_Work instructions_. Can you give back, word for word, the lines of the items from the very start through the line containing "[[297, 89]]", with both ends included and the pictures left out?

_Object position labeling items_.
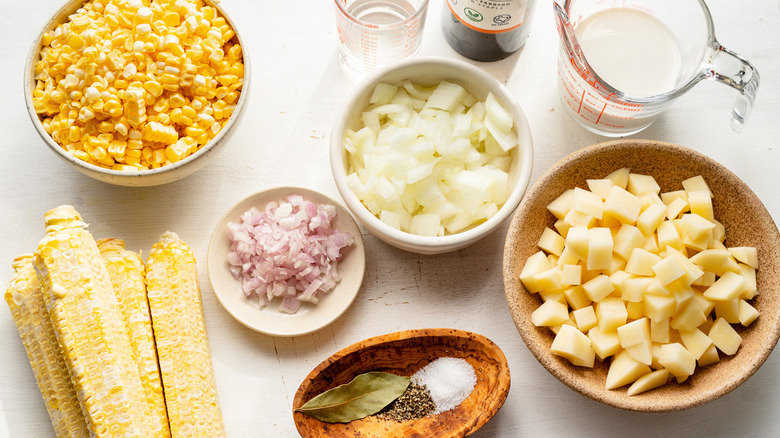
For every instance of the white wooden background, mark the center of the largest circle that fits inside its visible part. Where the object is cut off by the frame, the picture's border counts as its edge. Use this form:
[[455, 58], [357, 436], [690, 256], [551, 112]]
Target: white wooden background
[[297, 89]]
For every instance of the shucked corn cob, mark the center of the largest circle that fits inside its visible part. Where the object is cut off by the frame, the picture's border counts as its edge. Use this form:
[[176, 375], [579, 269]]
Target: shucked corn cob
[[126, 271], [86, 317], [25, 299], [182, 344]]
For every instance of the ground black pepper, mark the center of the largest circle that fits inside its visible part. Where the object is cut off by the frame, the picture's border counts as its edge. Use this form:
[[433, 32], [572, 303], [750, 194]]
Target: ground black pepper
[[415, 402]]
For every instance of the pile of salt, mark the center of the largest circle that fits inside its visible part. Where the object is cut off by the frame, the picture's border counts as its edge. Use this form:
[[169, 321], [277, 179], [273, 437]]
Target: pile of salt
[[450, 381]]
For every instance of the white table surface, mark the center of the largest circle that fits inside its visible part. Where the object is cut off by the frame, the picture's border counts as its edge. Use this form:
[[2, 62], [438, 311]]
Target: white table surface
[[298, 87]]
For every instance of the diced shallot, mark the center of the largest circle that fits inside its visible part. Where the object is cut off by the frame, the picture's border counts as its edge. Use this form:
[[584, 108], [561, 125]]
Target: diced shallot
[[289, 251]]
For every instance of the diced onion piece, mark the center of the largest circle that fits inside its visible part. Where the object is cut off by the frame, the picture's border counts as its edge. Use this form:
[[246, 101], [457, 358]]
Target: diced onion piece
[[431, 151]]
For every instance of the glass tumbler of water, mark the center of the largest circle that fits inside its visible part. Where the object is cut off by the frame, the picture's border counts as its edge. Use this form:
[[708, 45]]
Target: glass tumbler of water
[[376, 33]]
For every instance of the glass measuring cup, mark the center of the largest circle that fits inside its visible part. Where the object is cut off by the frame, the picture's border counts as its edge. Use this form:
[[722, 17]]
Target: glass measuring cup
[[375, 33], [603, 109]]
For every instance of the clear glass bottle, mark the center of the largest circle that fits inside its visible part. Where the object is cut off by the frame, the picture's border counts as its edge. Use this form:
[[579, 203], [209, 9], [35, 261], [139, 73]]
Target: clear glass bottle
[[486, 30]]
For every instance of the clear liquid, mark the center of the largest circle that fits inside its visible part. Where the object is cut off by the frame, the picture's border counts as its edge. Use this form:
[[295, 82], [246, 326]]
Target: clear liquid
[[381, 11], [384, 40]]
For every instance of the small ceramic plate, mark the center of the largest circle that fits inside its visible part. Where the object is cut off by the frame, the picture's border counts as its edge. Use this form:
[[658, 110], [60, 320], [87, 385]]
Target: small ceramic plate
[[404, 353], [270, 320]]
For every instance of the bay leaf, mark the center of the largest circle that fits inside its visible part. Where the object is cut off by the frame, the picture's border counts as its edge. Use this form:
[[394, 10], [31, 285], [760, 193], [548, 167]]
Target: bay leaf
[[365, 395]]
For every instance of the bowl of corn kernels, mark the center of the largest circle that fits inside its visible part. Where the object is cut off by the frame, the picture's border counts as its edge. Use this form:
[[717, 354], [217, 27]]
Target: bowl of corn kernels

_Complete response_.
For every instance of the white wooden background, mark the center of the largest circle that fits inside its visible part. Where the object is cut off by the frame, the picture's border counts as its edge. Use this form:
[[455, 58], [357, 436], [690, 256], [551, 112]]
Target: white wooden background
[[297, 89]]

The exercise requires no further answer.